Below are records. Find each line in them that holds the word "pixels" and copy it.

• [Available records]:
--------------------------------
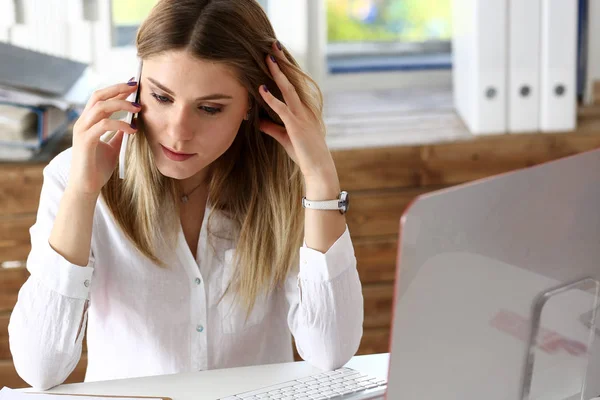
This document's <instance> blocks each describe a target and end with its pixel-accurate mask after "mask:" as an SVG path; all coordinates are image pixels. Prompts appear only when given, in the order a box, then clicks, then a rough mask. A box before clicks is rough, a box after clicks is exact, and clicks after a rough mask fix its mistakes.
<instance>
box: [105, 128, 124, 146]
mask: <svg viewBox="0 0 600 400" xmlns="http://www.w3.org/2000/svg"><path fill="white" fill-rule="evenodd" d="M123 135H124V133H123V131H117V133H116V134H115V135H114V136H113V137H112V138H111V139H110V140H109V141H108V145H109V146H110V147H112V148H113V149H117V150H118V149H119V148H121V143H122V142H123Z"/></svg>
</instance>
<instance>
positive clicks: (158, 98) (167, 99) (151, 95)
mask: <svg viewBox="0 0 600 400" xmlns="http://www.w3.org/2000/svg"><path fill="white" fill-rule="evenodd" d="M150 95H151V96H152V97H154V98H155V99H156V101H158V102H159V103H161V104H164V103H170V102H171V100H169V98H168V97H165V96H161V95H160V94H156V93H151V94H150Z"/></svg>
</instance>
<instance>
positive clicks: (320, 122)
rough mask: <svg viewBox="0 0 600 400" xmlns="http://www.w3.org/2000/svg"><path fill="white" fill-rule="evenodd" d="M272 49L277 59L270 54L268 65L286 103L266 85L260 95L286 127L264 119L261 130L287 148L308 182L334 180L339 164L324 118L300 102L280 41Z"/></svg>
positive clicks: (305, 179) (336, 176)
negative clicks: (334, 164)
mask: <svg viewBox="0 0 600 400" xmlns="http://www.w3.org/2000/svg"><path fill="white" fill-rule="evenodd" d="M272 47H273V52H274V54H275V55H276V57H275V60H273V59H272V58H271V55H268V56H267V57H266V62H267V65H268V67H269V70H270V71H271V75H272V76H273V79H274V80H275V82H276V83H277V86H278V87H279V90H281V93H282V95H283V99H284V101H285V102H282V101H281V100H279V99H278V98H276V97H275V96H274V95H273V94H272V93H271V92H270V91H268V88H267V87H266V85H262V86H261V87H260V88H259V92H260V94H261V96H262V97H263V99H264V100H265V102H266V103H267V104H268V105H269V106H270V107H271V108H272V109H273V111H275V112H276V113H277V115H279V117H280V118H281V120H282V121H283V123H284V125H285V126H281V125H278V124H275V123H273V122H272V121H268V120H261V121H260V130H261V131H262V132H264V133H266V134H268V135H269V136H272V137H273V138H274V139H275V140H277V142H279V143H280V144H281V145H282V146H283V148H284V149H285V150H286V152H287V153H288V155H289V156H290V157H291V158H292V160H294V162H295V163H296V164H298V166H299V167H300V170H301V171H302V174H303V175H304V178H305V180H311V179H322V178H325V177H327V178H332V175H334V176H335V177H336V178H337V173H336V171H335V165H334V162H333V159H332V157H331V153H330V152H329V149H328V148H327V143H326V142H325V132H323V129H324V128H323V126H324V124H323V123H322V121H321V120H320V117H317V116H315V115H313V113H312V112H311V111H310V110H309V109H308V108H307V107H306V106H305V105H304V104H303V103H302V102H301V101H300V98H299V96H298V93H297V92H296V88H295V87H294V86H293V85H292V84H291V83H290V81H289V80H288V78H287V77H286V76H285V75H284V73H283V72H282V71H281V69H279V66H278V64H277V61H276V60H277V59H285V54H284V52H283V51H282V50H280V49H279V47H278V42H275V43H273V46H272Z"/></svg>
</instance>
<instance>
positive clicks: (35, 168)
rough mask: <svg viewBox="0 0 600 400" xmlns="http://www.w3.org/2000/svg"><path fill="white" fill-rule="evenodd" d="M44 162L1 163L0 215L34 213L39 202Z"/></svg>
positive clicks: (0, 215)
mask: <svg viewBox="0 0 600 400" xmlns="http://www.w3.org/2000/svg"><path fill="white" fill-rule="evenodd" d="M44 166H45V165H44V164H15V165H12V164H2V165H1V167H2V173H1V174H0V216H2V215H10V214H23V213H34V212H35V211H36V210H37V208H38V204H39V202H40V190H41V188H42V181H43V174H42V171H43V168H44Z"/></svg>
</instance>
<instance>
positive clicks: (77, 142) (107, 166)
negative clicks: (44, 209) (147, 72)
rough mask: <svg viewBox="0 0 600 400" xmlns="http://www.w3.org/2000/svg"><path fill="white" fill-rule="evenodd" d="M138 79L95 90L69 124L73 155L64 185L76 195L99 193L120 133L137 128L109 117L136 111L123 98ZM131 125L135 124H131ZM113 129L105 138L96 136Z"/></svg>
mask: <svg viewBox="0 0 600 400" xmlns="http://www.w3.org/2000/svg"><path fill="white" fill-rule="evenodd" d="M137 85H138V82H128V83H119V84H116V85H113V86H109V87H107V88H104V89H101V90H98V91H96V92H95V93H94V94H93V95H92V96H91V97H90V99H89V101H88V103H87V105H86V106H85V109H84V110H83V112H82V113H81V116H80V117H79V119H78V120H77V122H76V123H75V125H74V127H73V150H72V152H73V156H72V161H71V171H70V176H69V183H68V187H69V189H70V190H72V191H75V192H76V193H77V194H79V195H84V196H96V197H97V196H99V195H100V191H101V190H102V187H103V186H104V185H106V182H108V180H109V179H110V176H111V175H112V173H113V172H114V170H115V167H116V166H117V162H118V160H119V151H120V149H121V143H122V141H123V135H124V134H132V133H135V132H136V131H137V129H136V128H134V127H132V126H130V125H129V124H127V123H126V122H124V121H120V120H115V119H110V116H111V115H112V114H113V113H115V112H118V111H127V112H133V113H137V112H139V111H140V107H138V106H136V105H135V104H134V103H130V102H128V101H126V100H125V99H126V98H127V96H129V95H130V94H131V93H133V92H134V91H136V90H137ZM132 125H133V126H135V124H132ZM108 131H117V133H116V134H115V135H114V136H113V137H112V138H111V139H110V140H109V141H108V142H106V143H105V142H103V141H101V140H100V137H101V136H102V135H104V134H105V133H106V132H108Z"/></svg>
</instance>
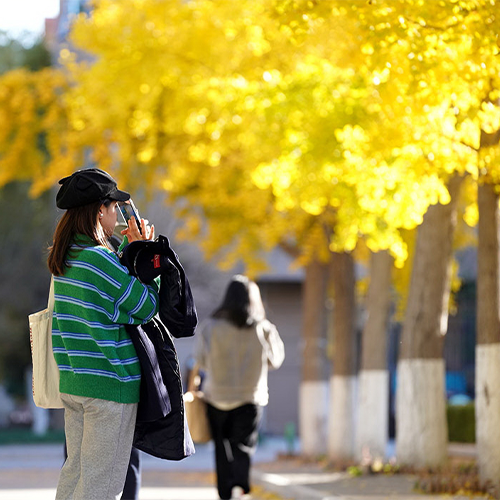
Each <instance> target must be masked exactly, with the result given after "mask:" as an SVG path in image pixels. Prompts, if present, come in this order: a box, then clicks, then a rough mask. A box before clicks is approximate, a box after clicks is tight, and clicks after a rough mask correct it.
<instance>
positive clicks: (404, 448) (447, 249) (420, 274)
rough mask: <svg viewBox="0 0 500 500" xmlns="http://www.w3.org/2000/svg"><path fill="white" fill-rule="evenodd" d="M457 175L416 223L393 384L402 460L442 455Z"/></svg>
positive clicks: (444, 450) (444, 443) (444, 410)
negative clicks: (408, 276)
mask: <svg viewBox="0 0 500 500" xmlns="http://www.w3.org/2000/svg"><path fill="white" fill-rule="evenodd" d="M461 180H462V178H460V177H458V176H456V177H453V178H452V179H451V181H450V183H449V185H448V190H449V192H450V196H451V201H450V203H448V205H441V204H438V205H433V206H430V207H429V209H428V211H427V213H426V214H425V217H424V221H423V223H422V224H421V226H420V227H419V228H418V234H417V242H416V249H415V258H414V262H413V272H412V277H411V283H410V292H409V296H408V305H407V308H406V316H405V320H404V325H403V333H402V338H401V345H400V353H399V362H398V370H397V389H396V452H397V457H398V460H399V461H400V462H401V463H403V464H408V465H414V466H438V465H441V464H443V463H444V462H446V460H447V458H448V451H447V447H448V428H447V421H446V404H445V402H446V401H445V400H446V397H445V366H444V360H443V338H444V335H445V334H446V330H447V328H448V302H449V294H450V280H451V262H452V261H451V258H452V243H453V232H454V228H455V224H456V205H457V198H458V194H459V191H460V184H461Z"/></svg>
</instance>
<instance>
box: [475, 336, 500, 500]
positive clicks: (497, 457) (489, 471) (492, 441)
mask: <svg viewBox="0 0 500 500" xmlns="http://www.w3.org/2000/svg"><path fill="white" fill-rule="evenodd" d="M499 415H500V344H483V345H478V346H477V347H476V422H477V423H478V425H477V426H476V446H477V455H478V465H479V472H480V475H481V480H482V481H483V482H486V481H489V482H490V483H492V484H493V485H494V487H495V489H496V491H500V422H499V420H498V416H499Z"/></svg>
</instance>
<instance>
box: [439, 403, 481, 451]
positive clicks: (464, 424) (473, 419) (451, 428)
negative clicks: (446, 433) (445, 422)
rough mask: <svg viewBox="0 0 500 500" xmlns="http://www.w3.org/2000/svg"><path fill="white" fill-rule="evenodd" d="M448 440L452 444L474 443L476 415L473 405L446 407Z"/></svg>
mask: <svg viewBox="0 0 500 500" xmlns="http://www.w3.org/2000/svg"><path fill="white" fill-rule="evenodd" d="M446 414H447V418H448V440H449V441H450V442H454V443H475V442H476V414H475V409H474V403H470V404H468V405H463V406H451V405H450V406H448V407H447V409H446Z"/></svg>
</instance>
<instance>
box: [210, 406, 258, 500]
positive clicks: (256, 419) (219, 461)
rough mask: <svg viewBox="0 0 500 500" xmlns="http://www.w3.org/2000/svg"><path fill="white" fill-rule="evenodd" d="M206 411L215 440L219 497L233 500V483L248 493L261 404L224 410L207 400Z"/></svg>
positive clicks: (256, 443) (215, 462)
mask: <svg viewBox="0 0 500 500" xmlns="http://www.w3.org/2000/svg"><path fill="white" fill-rule="evenodd" d="M207 415H208V421H209V423H210V430H211V432H212V438H213V440H214V443H215V464H216V472H217V490H218V492H219V497H220V498H221V499H222V500H230V498H231V490H232V489H233V487H234V486H240V487H241V488H242V489H243V491H244V492H245V493H249V492H250V466H251V456H252V455H253V453H254V451H255V448H256V447H257V438H258V434H259V429H258V428H259V422H260V419H261V416H262V407H261V406H257V405H254V404H245V405H243V406H239V407H238V408H235V409H234V410H228V411H225V410H218V409H217V408H215V407H213V406H212V405H210V404H207Z"/></svg>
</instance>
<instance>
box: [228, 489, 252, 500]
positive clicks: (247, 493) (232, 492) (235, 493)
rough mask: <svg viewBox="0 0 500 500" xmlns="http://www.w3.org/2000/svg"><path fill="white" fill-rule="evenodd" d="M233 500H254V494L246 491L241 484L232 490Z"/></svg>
mask: <svg viewBox="0 0 500 500" xmlns="http://www.w3.org/2000/svg"><path fill="white" fill-rule="evenodd" d="M231 500H252V495H250V493H245V491H244V490H243V488H242V487H241V486H235V487H234V488H233V489H232V491H231Z"/></svg>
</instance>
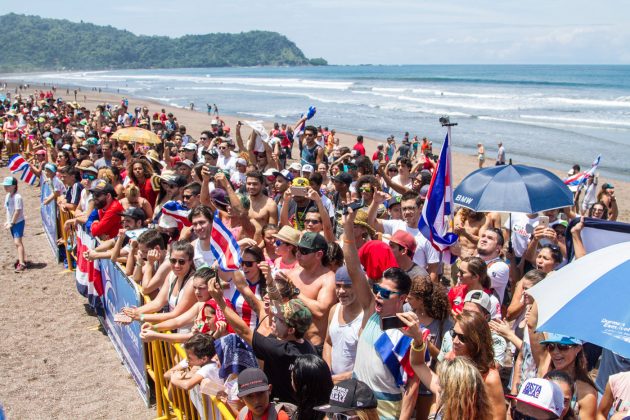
--------------------------------
• [Solution to this problem]:
This document's <instance> blocks each describe a target and end with its pixel-accurate mask after "mask:" as an SVG path; all coordinates are image pixels. Prompts appear only when given, in the order a box, then clicks, then a rough mask. A box before clicks is rough, a box after clicks is exact, and clicks after a rough mask fix its mistakes.
Each <instance> target must be masked exactly, with the result given after "mask:" as an SVG path in image pixels. Prompts, if present, come in this order: a box, then clicks, then a rough mask. A box before clicks is approximate, a box after clicks is tight, and clicks after a rough mask correct it.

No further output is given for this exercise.